(Input)
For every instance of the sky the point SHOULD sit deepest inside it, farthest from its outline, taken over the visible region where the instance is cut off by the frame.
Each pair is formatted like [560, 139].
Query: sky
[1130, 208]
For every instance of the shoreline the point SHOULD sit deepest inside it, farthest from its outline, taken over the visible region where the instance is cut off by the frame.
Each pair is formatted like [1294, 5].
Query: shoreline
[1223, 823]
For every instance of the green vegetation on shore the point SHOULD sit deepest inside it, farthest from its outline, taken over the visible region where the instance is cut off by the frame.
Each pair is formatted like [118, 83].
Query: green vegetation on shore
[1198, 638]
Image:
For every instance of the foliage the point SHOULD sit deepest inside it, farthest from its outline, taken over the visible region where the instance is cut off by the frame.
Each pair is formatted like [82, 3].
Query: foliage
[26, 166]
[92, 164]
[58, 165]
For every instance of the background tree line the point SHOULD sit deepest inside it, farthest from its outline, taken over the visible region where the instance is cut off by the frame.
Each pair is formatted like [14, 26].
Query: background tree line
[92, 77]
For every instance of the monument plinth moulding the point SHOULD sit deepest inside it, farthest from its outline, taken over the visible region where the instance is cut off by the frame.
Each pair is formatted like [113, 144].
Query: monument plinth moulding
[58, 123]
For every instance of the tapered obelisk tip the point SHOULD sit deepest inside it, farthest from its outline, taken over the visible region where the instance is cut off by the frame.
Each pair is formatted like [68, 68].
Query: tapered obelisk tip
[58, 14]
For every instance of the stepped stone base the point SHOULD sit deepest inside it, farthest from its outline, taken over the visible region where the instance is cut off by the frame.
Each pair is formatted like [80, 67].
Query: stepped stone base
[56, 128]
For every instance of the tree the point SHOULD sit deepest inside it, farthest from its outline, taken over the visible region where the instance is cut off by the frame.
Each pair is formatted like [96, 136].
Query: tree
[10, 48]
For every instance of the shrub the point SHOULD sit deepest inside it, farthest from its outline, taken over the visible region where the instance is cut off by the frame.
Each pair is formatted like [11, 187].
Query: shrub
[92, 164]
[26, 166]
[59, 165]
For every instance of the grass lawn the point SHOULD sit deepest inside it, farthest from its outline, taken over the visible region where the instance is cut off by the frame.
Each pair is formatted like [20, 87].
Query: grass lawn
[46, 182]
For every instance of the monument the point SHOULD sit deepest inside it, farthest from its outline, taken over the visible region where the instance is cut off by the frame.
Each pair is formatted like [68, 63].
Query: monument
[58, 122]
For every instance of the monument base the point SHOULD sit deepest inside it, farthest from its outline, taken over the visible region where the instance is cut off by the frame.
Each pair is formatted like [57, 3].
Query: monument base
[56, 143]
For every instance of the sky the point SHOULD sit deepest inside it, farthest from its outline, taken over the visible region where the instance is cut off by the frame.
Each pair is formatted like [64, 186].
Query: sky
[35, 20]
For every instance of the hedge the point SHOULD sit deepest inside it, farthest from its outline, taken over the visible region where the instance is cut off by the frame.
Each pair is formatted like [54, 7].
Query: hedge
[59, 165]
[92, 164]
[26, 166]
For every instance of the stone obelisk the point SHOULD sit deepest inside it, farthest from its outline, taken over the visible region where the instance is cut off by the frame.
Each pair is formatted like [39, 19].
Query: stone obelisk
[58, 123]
(End Input)
» **Problem to solve**:
Each and every record above needs writing out exactly.

» **Solution to this exercise**:
For every instance of the sky the point SHOULD sit deepest inside it, farthest from its outline, taken over the visible region where the instance is cut off by the frame.
Each pair is formatted like [560, 139].
Query: sky
[1130, 208]
For every instance of the shoreline the point SHOULD sit deepest inside it, farthest from its outline, taken over the visible region where the instance is cut off by the frame.
Each pair is formatted like [1294, 5].
Query: shoreline
[1223, 823]
For every instance of the green vegetation on shore the point SHOULD sit deepest inside it, farthest from its outline, taken over the visible region where the instance is cut off by the frame.
Each pair is formatted like [118, 83].
Query: green vegetation on shore
[1198, 638]
Image:
For every instance of the foliage the point SHOULD sit deepest inside it, farthest from its outline, taken over the visible region where the instance is cut off by the frame.
Each pair is formatted like [82, 3].
Query: foliage
[26, 166]
[92, 164]
[58, 165]
For every instance of the background tree line the point SHOULD sit deepest inside it, farthest from its outline, taken over the visible region where the instance is cut off by the frame.
Each pair is formatted like [14, 26].
Query: background tree line
[92, 77]
For every instance of the monument plinth moulding the point SHOULD sit deepest inside it, farthest from its outline, taken over the visible region where the instance is cut off by the frame.
Each pair is formatted like [113, 144].
Query: monument plinth moulding
[58, 123]
For every instance of the tapered obelisk tip the point SHOULD sit deepest inside it, farthest from its outline, taken over the visible region where the instance is cut off by the frame.
Each pair is formatted like [68, 68].
Query: tapered obelisk tip
[58, 14]
For every instance of the stepped stone base the point SHOULD sit deepest inside it, farthest from its outline, taken over the visible region where the instance is cut off by the frame.
Each pair is formatted like [80, 67].
Query: stepped stone base
[56, 128]
For every instance of the tree the point SHOULD sit deepest inside it, farthest from its outline, taken over the visible region where the instance is cut off by the frame.
Each pair is formatted like [96, 136].
Query: tree
[10, 48]
For every instance of the shrub the point SHOULD sit deepest inside it, farthest from its outline, taken over the visible region where the instance is cut off by the frame.
Each pair is formatted like [11, 187].
Query: shrub
[92, 164]
[26, 166]
[59, 165]
For every instance of the grass lawn the point SHOULD sit deepest inside it, farthest from its outline, taken over the visible region where the instance is cut off by the frame.
Each pair is formatted like [20, 87].
Query: grass lawn
[46, 182]
For every instance of the monument the point SHOULD sit deepest inside it, farthest from its outline, taken over the visible region where the instance is cut off by the frame.
Each pair is formatted like [68, 63].
Query: monument
[58, 122]
For every instance of the monument base the point SHOULD sit deepest inside it, farthest from its outline, taken over the visible region where the instance is cut off by the frame.
Each pair is formatted like [57, 3].
Query: monument base
[56, 143]
For every instance of the sky the point SHOULD sit deepest inside it, farthest from its outline, taken over the visible region where the instance is cut off by the frame.
Each pair is formatted like [64, 186].
Query: sky
[35, 20]
For every instance of the hedge the point SHOULD sit deepest inside it, farthest from its outline, taken over the visible region where the instance is cut off by the frame.
Each pair is formatted like [54, 7].
Query: hedge
[59, 165]
[92, 164]
[26, 166]
For every instance of the stone obelisk the point SHOULD sit deepest inside it, farthest from its outline, taken over the visible region where the instance is cut off by the frame.
Each pair is formatted like [39, 19].
Query: stone obelisk
[58, 123]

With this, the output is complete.